[A run of records]
::::::

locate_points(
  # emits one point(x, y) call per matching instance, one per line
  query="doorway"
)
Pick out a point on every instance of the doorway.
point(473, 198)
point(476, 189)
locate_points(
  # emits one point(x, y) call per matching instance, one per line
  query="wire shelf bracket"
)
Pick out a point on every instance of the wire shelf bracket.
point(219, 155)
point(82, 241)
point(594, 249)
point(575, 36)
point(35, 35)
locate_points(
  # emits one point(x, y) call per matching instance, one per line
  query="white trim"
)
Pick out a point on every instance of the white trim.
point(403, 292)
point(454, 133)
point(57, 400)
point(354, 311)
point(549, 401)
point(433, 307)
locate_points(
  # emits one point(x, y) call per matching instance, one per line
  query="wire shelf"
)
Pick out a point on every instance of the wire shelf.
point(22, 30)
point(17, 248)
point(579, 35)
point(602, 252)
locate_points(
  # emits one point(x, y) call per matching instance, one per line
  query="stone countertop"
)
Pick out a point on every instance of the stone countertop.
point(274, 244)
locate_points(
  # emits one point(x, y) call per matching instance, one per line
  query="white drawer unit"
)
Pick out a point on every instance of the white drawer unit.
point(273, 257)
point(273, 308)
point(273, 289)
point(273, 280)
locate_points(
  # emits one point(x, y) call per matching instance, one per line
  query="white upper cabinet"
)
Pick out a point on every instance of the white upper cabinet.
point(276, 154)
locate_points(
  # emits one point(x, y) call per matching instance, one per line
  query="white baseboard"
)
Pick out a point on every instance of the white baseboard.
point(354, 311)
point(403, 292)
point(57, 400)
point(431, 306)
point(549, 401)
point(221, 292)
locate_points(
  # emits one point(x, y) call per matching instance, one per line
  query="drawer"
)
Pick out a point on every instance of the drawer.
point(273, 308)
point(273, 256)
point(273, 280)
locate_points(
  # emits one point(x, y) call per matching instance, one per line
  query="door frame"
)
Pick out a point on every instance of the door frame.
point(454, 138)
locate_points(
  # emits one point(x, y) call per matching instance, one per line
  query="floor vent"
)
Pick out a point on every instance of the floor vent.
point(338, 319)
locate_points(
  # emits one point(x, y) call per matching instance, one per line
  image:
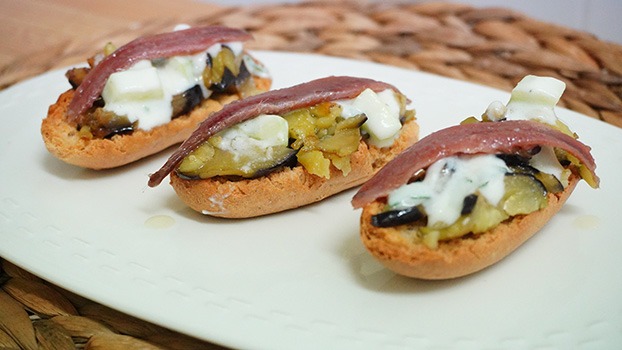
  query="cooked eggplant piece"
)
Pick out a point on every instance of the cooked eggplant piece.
point(519, 165)
point(524, 194)
point(397, 217)
point(224, 71)
point(207, 161)
point(183, 103)
point(105, 124)
point(468, 204)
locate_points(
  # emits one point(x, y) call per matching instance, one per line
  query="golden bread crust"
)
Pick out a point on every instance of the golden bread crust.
point(287, 188)
point(63, 141)
point(456, 257)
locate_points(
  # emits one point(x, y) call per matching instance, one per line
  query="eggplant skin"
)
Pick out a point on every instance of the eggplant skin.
point(184, 103)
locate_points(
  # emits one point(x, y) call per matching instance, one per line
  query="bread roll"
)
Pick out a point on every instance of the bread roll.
point(63, 140)
point(287, 188)
point(398, 249)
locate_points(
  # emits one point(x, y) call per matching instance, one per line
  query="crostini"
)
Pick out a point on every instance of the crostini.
point(138, 99)
point(290, 147)
point(464, 197)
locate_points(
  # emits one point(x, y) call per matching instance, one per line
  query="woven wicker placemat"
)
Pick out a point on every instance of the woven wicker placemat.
point(491, 46)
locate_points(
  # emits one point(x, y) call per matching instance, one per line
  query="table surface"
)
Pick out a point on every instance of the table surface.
point(39, 35)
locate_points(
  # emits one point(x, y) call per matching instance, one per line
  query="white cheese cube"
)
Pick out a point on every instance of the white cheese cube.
point(133, 84)
point(382, 111)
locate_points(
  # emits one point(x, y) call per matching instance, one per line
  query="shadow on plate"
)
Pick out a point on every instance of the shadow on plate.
point(372, 275)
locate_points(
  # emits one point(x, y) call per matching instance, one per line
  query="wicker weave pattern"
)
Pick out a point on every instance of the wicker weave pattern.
point(494, 47)
point(491, 46)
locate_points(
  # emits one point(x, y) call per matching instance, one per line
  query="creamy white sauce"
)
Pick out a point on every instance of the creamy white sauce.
point(534, 98)
point(447, 182)
point(383, 115)
point(144, 92)
point(255, 137)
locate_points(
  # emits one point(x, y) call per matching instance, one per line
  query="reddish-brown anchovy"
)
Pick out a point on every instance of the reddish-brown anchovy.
point(505, 137)
point(180, 42)
point(271, 102)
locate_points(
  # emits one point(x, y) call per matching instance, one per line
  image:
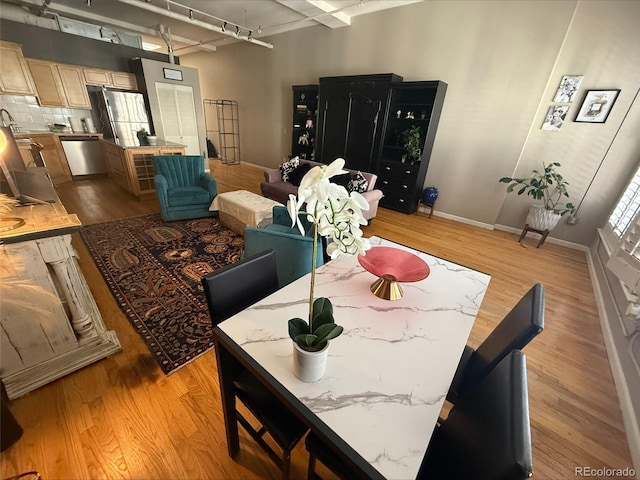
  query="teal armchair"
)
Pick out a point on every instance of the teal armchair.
point(294, 252)
point(184, 189)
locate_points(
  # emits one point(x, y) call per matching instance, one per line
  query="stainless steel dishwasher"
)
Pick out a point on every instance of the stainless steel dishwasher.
point(84, 154)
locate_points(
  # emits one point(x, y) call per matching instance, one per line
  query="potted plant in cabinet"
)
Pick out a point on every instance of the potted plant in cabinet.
point(549, 186)
point(412, 145)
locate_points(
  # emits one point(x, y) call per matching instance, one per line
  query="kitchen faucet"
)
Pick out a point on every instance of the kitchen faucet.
point(4, 122)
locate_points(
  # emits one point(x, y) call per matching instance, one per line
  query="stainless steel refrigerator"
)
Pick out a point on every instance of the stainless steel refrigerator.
point(120, 115)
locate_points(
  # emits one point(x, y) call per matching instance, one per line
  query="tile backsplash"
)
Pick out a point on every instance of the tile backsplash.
point(29, 116)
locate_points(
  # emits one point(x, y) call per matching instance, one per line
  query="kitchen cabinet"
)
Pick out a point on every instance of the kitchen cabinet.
point(48, 83)
point(132, 168)
point(53, 156)
point(303, 129)
point(74, 87)
point(351, 113)
point(401, 177)
point(121, 80)
point(51, 325)
point(59, 85)
point(15, 77)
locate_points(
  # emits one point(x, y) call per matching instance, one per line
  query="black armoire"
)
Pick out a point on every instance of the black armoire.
point(351, 113)
point(364, 118)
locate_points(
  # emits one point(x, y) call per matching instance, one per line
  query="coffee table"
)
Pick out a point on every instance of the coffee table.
point(240, 209)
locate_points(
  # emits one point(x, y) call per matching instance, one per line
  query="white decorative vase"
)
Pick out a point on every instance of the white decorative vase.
point(309, 366)
point(539, 218)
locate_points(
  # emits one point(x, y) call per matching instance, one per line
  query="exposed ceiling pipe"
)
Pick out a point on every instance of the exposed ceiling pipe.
point(166, 36)
point(199, 23)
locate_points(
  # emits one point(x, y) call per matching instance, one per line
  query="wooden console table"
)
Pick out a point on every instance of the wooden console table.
point(51, 325)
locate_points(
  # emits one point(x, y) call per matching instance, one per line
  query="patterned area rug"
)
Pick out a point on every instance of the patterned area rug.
point(153, 269)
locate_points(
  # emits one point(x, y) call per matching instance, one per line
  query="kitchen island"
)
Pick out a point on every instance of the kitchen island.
point(51, 325)
point(131, 166)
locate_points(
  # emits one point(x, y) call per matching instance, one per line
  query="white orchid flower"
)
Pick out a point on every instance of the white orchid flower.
point(322, 172)
point(293, 206)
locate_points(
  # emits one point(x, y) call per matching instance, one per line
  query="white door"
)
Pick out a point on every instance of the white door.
point(178, 116)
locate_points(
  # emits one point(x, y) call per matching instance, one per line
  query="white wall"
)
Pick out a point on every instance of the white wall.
point(502, 60)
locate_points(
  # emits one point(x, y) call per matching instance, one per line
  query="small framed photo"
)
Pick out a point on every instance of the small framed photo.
point(597, 105)
point(555, 117)
point(568, 88)
point(172, 74)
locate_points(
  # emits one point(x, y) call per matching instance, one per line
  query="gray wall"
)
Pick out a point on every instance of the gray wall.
point(503, 61)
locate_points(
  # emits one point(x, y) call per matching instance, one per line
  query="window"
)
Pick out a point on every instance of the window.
point(622, 235)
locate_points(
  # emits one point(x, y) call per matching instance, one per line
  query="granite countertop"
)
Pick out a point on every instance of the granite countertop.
point(162, 143)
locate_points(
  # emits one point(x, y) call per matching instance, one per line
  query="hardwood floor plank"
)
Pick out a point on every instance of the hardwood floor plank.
point(123, 418)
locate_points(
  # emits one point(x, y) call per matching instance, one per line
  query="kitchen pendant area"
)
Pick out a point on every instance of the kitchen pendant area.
point(80, 121)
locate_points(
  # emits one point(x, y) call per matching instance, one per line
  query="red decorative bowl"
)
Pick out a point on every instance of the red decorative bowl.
point(392, 265)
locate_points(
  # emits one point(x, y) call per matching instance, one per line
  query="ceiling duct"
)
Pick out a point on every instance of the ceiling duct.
point(52, 21)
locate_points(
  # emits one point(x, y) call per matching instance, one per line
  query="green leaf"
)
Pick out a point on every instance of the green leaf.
point(305, 341)
point(323, 318)
point(328, 332)
point(298, 327)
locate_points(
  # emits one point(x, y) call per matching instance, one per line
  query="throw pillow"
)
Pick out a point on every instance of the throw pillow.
point(287, 167)
point(295, 177)
point(341, 179)
point(358, 183)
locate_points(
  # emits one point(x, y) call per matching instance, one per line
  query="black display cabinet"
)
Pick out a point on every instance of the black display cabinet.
point(413, 107)
point(303, 129)
point(351, 114)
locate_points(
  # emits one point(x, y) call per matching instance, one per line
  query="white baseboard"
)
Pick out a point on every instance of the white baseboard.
point(460, 219)
point(555, 241)
point(631, 421)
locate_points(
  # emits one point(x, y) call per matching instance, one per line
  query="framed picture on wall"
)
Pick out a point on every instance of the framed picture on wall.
point(555, 117)
point(568, 88)
point(597, 105)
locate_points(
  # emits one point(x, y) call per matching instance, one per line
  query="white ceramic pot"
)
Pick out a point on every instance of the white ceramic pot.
point(539, 218)
point(309, 366)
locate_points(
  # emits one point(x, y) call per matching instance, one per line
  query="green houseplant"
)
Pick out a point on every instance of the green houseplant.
point(547, 185)
point(337, 215)
point(411, 139)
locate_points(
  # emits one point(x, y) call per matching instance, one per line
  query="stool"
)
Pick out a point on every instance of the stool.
point(241, 208)
point(527, 229)
point(427, 205)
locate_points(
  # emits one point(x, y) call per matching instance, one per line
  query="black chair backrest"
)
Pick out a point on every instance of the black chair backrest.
point(514, 332)
point(234, 287)
point(487, 435)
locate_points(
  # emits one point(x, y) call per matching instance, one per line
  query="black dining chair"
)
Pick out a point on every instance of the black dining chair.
point(514, 332)
point(230, 290)
point(487, 435)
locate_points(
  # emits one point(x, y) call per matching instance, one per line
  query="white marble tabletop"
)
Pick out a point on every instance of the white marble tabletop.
point(388, 373)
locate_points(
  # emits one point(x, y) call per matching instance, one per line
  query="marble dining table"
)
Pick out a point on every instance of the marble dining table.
point(387, 375)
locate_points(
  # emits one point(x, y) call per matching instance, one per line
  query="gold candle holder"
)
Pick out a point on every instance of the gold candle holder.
point(387, 288)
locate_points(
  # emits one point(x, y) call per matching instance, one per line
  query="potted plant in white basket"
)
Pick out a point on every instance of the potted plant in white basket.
point(337, 215)
point(549, 186)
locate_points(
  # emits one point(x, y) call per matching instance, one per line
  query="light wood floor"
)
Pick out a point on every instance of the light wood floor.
point(121, 418)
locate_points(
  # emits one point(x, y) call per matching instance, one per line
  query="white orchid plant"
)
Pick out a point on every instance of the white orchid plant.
point(336, 214)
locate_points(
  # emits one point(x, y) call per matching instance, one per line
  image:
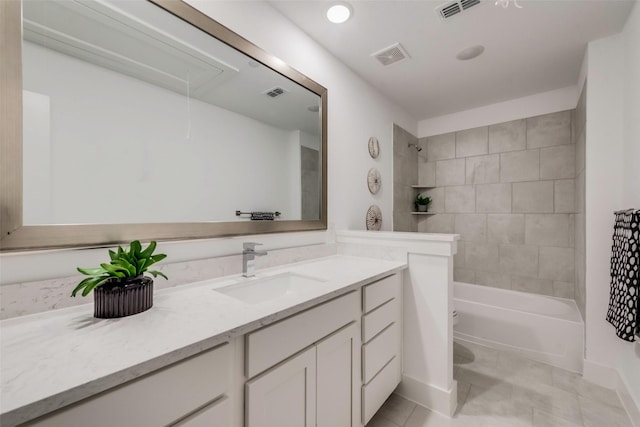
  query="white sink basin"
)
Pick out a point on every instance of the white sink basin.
point(258, 290)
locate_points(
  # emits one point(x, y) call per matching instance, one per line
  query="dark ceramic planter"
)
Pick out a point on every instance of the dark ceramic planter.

::::::

Stated goal:
Please copy out the material above, everything from its first line down to the line containing "point(35, 35)", with both of those lines included.

Exercise response:
locate_points(
  # emits one point(x, y) call per matching instance, one per line
  query="doorway"
)
Pick out a point on every instance of the doorway.
point(473, 198)
point(476, 189)
locate_points(
  # emits one point(x, y) call per matching instance, one per line
  query="wire shelf bracket"
)
Pick out a point on every instance of the wire shelf bracket.
point(219, 155)
point(82, 241)
point(594, 249)
point(575, 36)
point(35, 35)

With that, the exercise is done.